__What you will do__
The response has to reproduce all entries exactly while excluding their pictures.

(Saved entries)
_ _ _ _ _

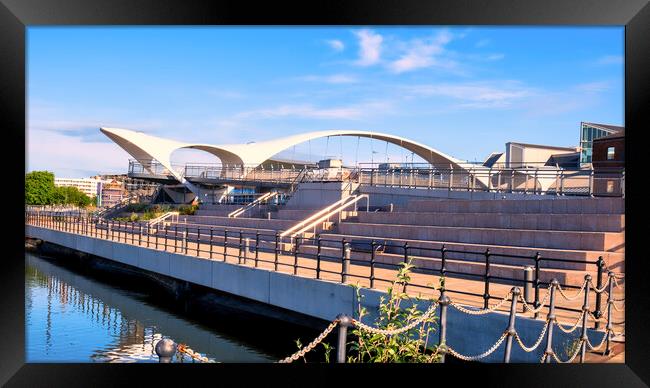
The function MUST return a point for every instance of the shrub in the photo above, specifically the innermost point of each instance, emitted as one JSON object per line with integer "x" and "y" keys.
{"x": 410, "y": 346}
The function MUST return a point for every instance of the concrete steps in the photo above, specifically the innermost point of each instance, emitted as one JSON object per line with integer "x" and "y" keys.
{"x": 542, "y": 206}
{"x": 529, "y": 221}
{"x": 589, "y": 241}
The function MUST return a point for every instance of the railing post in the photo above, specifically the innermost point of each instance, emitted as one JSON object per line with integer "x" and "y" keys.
{"x": 341, "y": 351}
{"x": 257, "y": 247}
{"x": 198, "y": 241}
{"x": 538, "y": 258}
{"x": 277, "y": 250}
{"x": 295, "y": 255}
{"x": 372, "y": 263}
{"x": 225, "y": 244}
{"x": 486, "y": 293}
{"x": 345, "y": 260}
{"x": 585, "y": 316}
{"x": 610, "y": 302}
{"x": 239, "y": 247}
{"x": 551, "y": 322}
{"x": 318, "y": 252}
{"x": 443, "y": 301}
{"x": 511, "y": 323}
{"x": 599, "y": 284}
{"x": 528, "y": 285}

_ _ _ _ _

__Solution to this exercise__
The function MUST return a point for every instance of the shrub in the photo above, specifically the innermost point of each instance, emitted as one JSON object per line with integer "x" and "y" keys.
{"x": 410, "y": 346}
The function MUST return a point for every instance of the concrete steps in the photo above, specifically the innermost point of each instance, emitted as one JSON object per line with integer "x" and "y" keys.
{"x": 542, "y": 206}
{"x": 529, "y": 221}
{"x": 589, "y": 241}
The function MUST return a point for every instance of the railing post in the photo above, specifically the innermost point of each instance, emitted as one JSON object per line with integer "x" and "y" keys.
{"x": 341, "y": 351}
{"x": 257, "y": 247}
{"x": 198, "y": 241}
{"x": 538, "y": 258}
{"x": 277, "y": 250}
{"x": 295, "y": 255}
{"x": 372, "y": 263}
{"x": 225, "y": 244}
{"x": 486, "y": 293}
{"x": 345, "y": 260}
{"x": 585, "y": 316}
{"x": 610, "y": 302}
{"x": 239, "y": 247}
{"x": 551, "y": 322}
{"x": 318, "y": 252}
{"x": 443, "y": 301}
{"x": 511, "y": 323}
{"x": 599, "y": 284}
{"x": 528, "y": 285}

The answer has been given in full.